## Soal yang Diberikan 1
Dalam kutipan dokumen tentang sekolah delapan jam sehari, kapan sekolah seperti itu akan dimulai menurut Menteri Pendidikan dan Kebudayaan Muhadjir Effendy?
## Soal yang Diberikan 2
Teruskan tulisan tentang sekolah delapan jam sehari dan pendidikan Finlandia, mulai setelah kalimat terakhirnya.

## Kutipan Dokumen
※
BAGIKAN

Full Day School bukan wacana lagi di Indonesia. Menteri Pendidikan dan Kebudayaan Muhadjir Effendy mengatakan, sekolah delapan jam sehari akan dimulai pada tahun ajaran baru nanti. Pertanyaan pun bermunculan, berapa sih sebenarnya waktu ideal yang dibutuhkan seorang anak di sekolah? Untuk menjawab ini, ada baiknya kita berkaca pada sistem pendidikan di Finlandia.

Di era 1960-an, pendidikan di Finlandia mengalami titik nadir, bahkan sempat kalah dari Amerika Serikat. Tapi seiring berjalannya waktu, sistem pendidikan di negara tersebut terus membaik, membaik, dan membaik. Hingga pada era 2000-an, Finlandia disebut sebagai negara dengan sistem pendidikan terbaik di dunia. Jauh di atas Amerika—apalagi Indonesia.
※
## Isi Data
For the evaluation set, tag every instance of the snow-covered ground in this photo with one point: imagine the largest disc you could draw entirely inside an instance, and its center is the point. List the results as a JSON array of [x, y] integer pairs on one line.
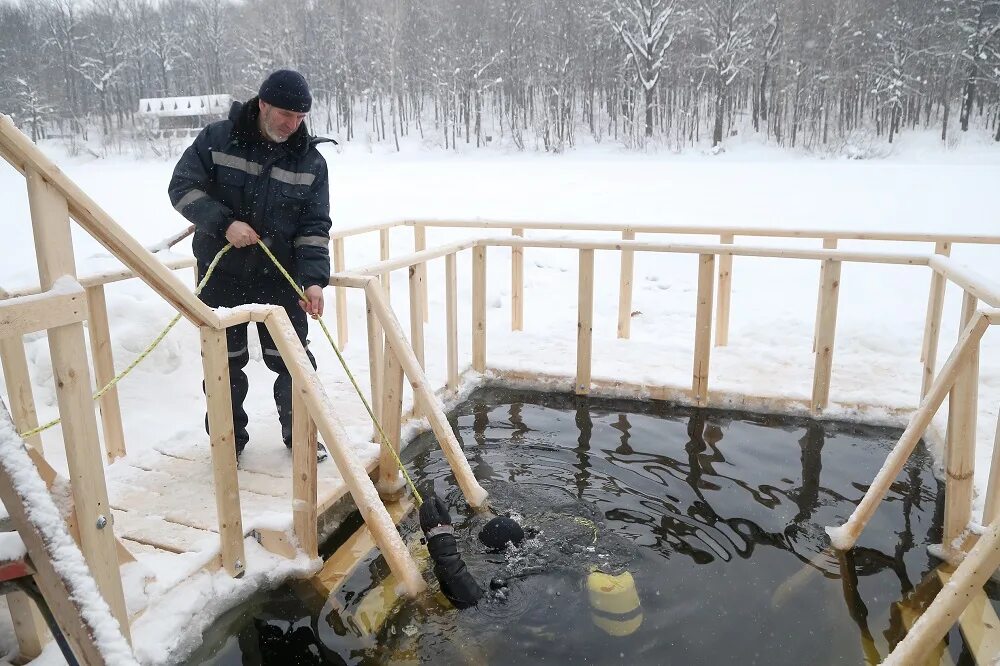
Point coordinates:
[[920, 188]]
※
## Jawaban Latihan 1
Pada tahun ajaran baru nanti.

## Jawaban Latihan 2
Terkait hal ini, satiris dan aktivis anti-perang Amerika Serikat Michael Moore tertarik mencari jawabannya. Satu pertanyaan yang ia lontarkan waktu itu: “Apa yang telah mereka lakukan?”

Moore tahu ke mana harus mencari jawabannya; benar, Menteri Pendidikan setempat. Dan Anda tahu, apa jawaban Ibu Menteri Krista Kiuru terkait pertanyaan Moore tadi?

“Mereka tidak pernah diberi PR!”.

Ibu Menteri kemudian melanjutkan, “Mereka harus menjadi anak-anak, menjadi remaja, untuk menikmati hidup.”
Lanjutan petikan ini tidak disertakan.